───── Data section

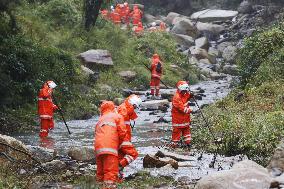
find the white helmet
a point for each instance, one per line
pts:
(135, 100)
(51, 84)
(183, 86)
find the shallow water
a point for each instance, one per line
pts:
(147, 137)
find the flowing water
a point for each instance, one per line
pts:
(148, 137)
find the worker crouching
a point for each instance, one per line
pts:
(110, 133)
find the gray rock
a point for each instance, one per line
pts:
(245, 7)
(213, 28)
(185, 27)
(202, 42)
(128, 75)
(54, 166)
(82, 154)
(42, 154)
(184, 40)
(247, 175)
(10, 152)
(149, 18)
(229, 54)
(94, 58)
(230, 69)
(211, 15)
(170, 17)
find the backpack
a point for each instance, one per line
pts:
(159, 67)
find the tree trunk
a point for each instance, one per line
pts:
(92, 10)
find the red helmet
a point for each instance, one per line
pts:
(182, 86)
(107, 106)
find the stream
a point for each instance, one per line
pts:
(148, 137)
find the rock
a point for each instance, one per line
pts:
(211, 15)
(127, 75)
(150, 161)
(118, 101)
(247, 175)
(230, 69)
(149, 18)
(185, 27)
(184, 40)
(105, 88)
(208, 27)
(277, 160)
(7, 140)
(245, 7)
(170, 17)
(202, 43)
(95, 58)
(214, 52)
(229, 54)
(82, 154)
(221, 47)
(54, 166)
(42, 154)
(154, 104)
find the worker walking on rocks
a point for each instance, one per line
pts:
(156, 73)
(110, 133)
(181, 114)
(46, 108)
(127, 152)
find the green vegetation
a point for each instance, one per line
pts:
(43, 45)
(251, 119)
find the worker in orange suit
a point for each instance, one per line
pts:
(110, 132)
(181, 114)
(46, 108)
(163, 26)
(136, 15)
(156, 73)
(127, 152)
(138, 30)
(105, 14)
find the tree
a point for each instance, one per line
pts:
(92, 10)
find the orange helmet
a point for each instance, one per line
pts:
(107, 106)
(182, 86)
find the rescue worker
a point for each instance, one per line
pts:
(138, 30)
(181, 114)
(110, 133)
(136, 15)
(156, 72)
(46, 108)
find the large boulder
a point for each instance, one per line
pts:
(245, 7)
(229, 54)
(5, 142)
(211, 15)
(208, 27)
(127, 75)
(185, 27)
(96, 58)
(82, 154)
(202, 42)
(246, 174)
(170, 17)
(184, 40)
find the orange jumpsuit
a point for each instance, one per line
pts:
(127, 152)
(136, 15)
(110, 133)
(155, 76)
(181, 117)
(45, 110)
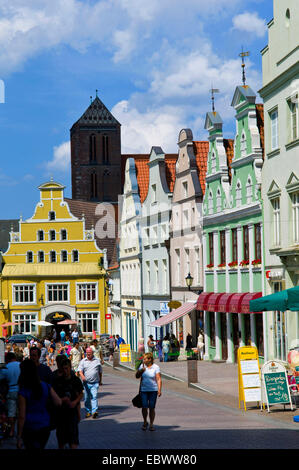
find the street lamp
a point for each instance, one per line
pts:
(189, 281)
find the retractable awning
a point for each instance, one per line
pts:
(174, 315)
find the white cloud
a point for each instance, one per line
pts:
(250, 22)
(61, 158)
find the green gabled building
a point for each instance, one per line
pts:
(232, 231)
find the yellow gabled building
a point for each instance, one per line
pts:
(53, 270)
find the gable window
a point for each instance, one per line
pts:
(258, 241)
(222, 247)
(41, 257)
(40, 235)
(238, 194)
(234, 245)
(293, 120)
(276, 221)
(245, 243)
(63, 256)
(63, 234)
(249, 190)
(57, 293)
(243, 145)
(295, 216)
(274, 129)
(52, 235)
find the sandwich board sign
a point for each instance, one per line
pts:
(276, 389)
(249, 375)
(125, 353)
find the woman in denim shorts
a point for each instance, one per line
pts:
(150, 389)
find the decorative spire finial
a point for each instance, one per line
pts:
(244, 54)
(213, 91)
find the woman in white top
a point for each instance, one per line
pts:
(150, 389)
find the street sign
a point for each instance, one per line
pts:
(125, 353)
(174, 304)
(164, 308)
(249, 375)
(275, 384)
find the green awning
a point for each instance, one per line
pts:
(284, 300)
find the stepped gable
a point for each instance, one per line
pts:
(97, 113)
(201, 151)
(260, 125)
(142, 171)
(78, 208)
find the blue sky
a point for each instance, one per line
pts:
(152, 62)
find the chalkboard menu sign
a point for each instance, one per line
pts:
(275, 382)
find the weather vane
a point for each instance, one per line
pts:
(213, 91)
(243, 55)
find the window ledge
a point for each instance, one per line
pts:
(273, 153)
(292, 144)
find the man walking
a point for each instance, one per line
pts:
(90, 370)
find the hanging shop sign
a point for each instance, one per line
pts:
(276, 390)
(125, 353)
(249, 375)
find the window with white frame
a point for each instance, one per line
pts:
(249, 190)
(25, 322)
(29, 257)
(63, 256)
(57, 292)
(295, 216)
(293, 120)
(243, 145)
(238, 194)
(41, 257)
(88, 321)
(24, 294)
(87, 292)
(276, 221)
(274, 129)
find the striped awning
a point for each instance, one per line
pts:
(174, 315)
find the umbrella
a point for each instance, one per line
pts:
(42, 323)
(284, 300)
(67, 322)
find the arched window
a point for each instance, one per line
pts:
(218, 200)
(249, 190)
(105, 144)
(210, 203)
(238, 194)
(243, 145)
(92, 148)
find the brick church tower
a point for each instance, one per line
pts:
(96, 155)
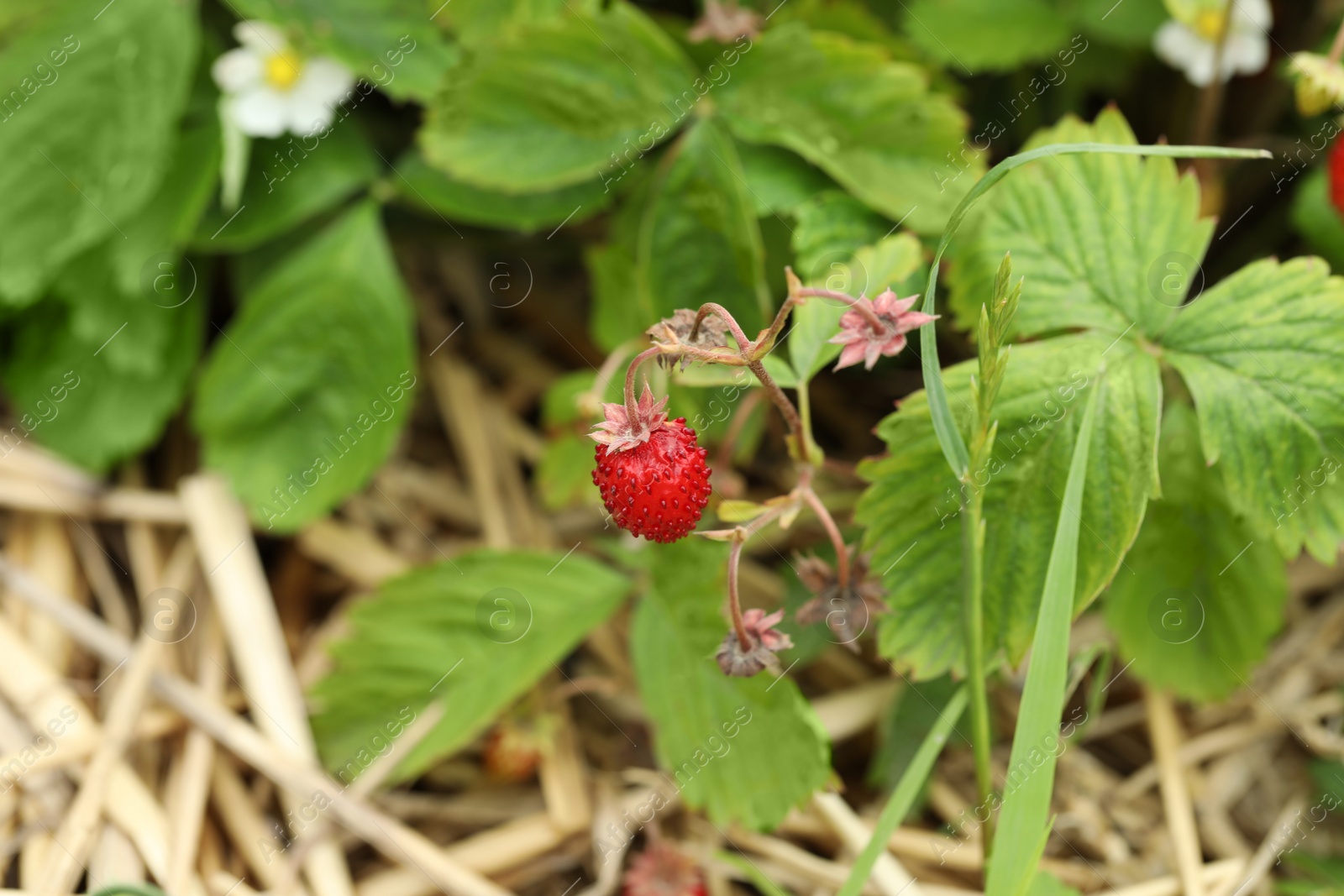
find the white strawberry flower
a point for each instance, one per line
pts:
(269, 87)
(1189, 42)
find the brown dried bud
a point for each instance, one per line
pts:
(676, 331)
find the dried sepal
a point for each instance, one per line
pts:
(864, 343)
(676, 331)
(620, 432)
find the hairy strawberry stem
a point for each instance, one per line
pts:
(749, 351)
(714, 308)
(734, 604)
(832, 530)
(632, 406)
(860, 305)
(1337, 46)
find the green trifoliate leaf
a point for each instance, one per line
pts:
(891, 264)
(474, 633)
(479, 20)
(391, 43)
(291, 181)
(780, 181)
(87, 128)
(847, 107)
(309, 385)
(1202, 594)
(913, 506)
(1263, 354)
(1316, 219)
(969, 36)
(745, 750)
(699, 239)
(1104, 241)
(561, 102)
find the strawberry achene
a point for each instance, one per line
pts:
(658, 488)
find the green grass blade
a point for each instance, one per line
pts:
(907, 789)
(944, 423)
(1025, 819)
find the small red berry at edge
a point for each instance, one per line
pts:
(658, 488)
(1336, 176)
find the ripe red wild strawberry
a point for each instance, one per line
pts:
(1336, 176)
(649, 472)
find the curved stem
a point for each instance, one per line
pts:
(734, 604)
(1337, 47)
(781, 401)
(632, 406)
(860, 305)
(833, 531)
(714, 308)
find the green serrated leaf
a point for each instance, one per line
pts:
(433, 191)
(87, 128)
(96, 372)
(1202, 595)
(1263, 354)
(1316, 217)
(779, 181)
(847, 107)
(165, 224)
(893, 262)
(289, 181)
(306, 392)
(479, 20)
(474, 633)
(393, 43)
(561, 102)
(971, 36)
(911, 508)
(564, 473)
(743, 750)
(1104, 241)
(699, 239)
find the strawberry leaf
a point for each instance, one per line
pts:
(1202, 594)
(699, 239)
(848, 109)
(1263, 355)
(309, 385)
(1104, 241)
(745, 750)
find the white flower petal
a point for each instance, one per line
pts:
(239, 70)
(1180, 47)
(324, 81)
(261, 36)
(260, 112)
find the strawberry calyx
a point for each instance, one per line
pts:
(622, 432)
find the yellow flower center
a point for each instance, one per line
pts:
(1210, 23)
(282, 69)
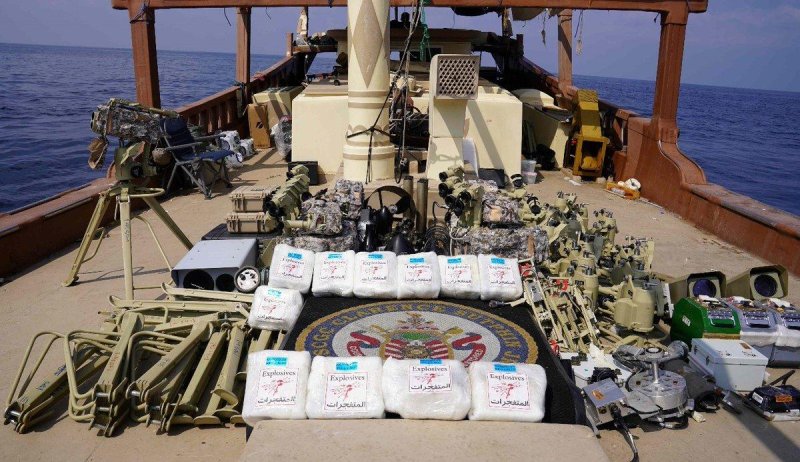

──────────

**Given instruction**
Gather every line of the listing that contains the word "water" and copy each one out.

**Output of the exercise**
find the shallow water
find the flowing water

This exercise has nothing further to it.